> [Aim of the exercise]
Each line below is to be written out in full, exactly as shown.

(Entries taken from a collection)
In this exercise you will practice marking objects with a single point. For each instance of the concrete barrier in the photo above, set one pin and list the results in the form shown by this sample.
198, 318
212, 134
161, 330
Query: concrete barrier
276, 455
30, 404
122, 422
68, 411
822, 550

> [Written solution]
In this exercise you will practice marking objects with a single point. For each instance of the concrete barrier in the photo above, set one pin and list the results in the form shown by this sample.
198, 318
212, 134
161, 330
Query: concrete barrier
276, 455
30, 404
122, 422
68, 411
822, 550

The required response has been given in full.